Output all the data exactly as it appears below.

Point-per-instance localization data

═══

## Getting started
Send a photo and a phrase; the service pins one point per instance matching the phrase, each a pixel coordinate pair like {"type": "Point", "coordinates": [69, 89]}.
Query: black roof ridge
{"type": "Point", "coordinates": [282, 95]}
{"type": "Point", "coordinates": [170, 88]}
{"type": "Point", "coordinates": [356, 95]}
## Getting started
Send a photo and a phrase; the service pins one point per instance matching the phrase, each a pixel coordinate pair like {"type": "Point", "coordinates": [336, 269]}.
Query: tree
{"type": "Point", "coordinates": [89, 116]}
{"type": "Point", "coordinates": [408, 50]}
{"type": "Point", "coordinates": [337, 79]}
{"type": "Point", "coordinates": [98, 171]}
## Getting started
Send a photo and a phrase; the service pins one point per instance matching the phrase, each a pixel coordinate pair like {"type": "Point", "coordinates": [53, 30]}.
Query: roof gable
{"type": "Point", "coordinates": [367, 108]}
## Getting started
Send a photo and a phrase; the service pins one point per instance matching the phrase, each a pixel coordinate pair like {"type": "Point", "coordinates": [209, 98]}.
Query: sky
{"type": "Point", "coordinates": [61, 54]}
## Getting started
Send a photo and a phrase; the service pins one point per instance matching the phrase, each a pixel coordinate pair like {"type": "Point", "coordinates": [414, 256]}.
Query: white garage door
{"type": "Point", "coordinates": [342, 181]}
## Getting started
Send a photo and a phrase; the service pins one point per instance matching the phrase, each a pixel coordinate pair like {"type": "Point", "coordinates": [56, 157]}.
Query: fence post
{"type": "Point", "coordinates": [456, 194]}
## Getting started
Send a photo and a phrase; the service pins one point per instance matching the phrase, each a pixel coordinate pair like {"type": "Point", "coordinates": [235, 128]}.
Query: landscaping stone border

═══

Written response:
## Getting started
Send a photo and a phrase; the service pins one point per instance matching the phrase, each a pixel coordinate pair like {"type": "Point", "coordinates": [69, 89]}.
Query: black roof ridge
{"type": "Point", "coordinates": [282, 95]}
{"type": "Point", "coordinates": [170, 88]}
{"type": "Point", "coordinates": [356, 95]}
## Getting started
Send a photo and a phrase; the service pins one point per instance matching the phrase, each a pixel coordinate pair like {"type": "Point", "coordinates": [336, 269]}.
Query: tree
{"type": "Point", "coordinates": [89, 116]}
{"type": "Point", "coordinates": [408, 50]}
{"type": "Point", "coordinates": [337, 79]}
{"type": "Point", "coordinates": [98, 171]}
## Getting started
Send a photo and a phrase; the service pins one point per instance matching the phrase, each a pixel coordinate pair like {"type": "Point", "coordinates": [53, 30]}.
Query: roof gable
{"type": "Point", "coordinates": [367, 108]}
## Getting started
Send a photo and a phrase; the service pins one point per instance matching the phrase, each a pixel coordinate pair like {"type": "Point", "coordinates": [209, 98]}.
Query: sky
{"type": "Point", "coordinates": [61, 54]}
## Getting started
Send a photo and a phrase; the service pins one point per instance matching the phrase, each a pixel coordinate pair like {"type": "Point", "coordinates": [414, 256]}.
Query: white garage door
{"type": "Point", "coordinates": [342, 181]}
## Getting started
Send a photo and a phrase; the service pins one point per instance matching the phrase, each a pixel coordinate pair like {"type": "Point", "coordinates": [56, 157]}.
Query: fence post
{"type": "Point", "coordinates": [456, 194]}
## Getting started
Send a photo and a phrase; the service pins one point per instance matching the phrase, each a pixel coordinate pair like {"type": "Point", "coordinates": [235, 128]}.
Query: landscaping stone border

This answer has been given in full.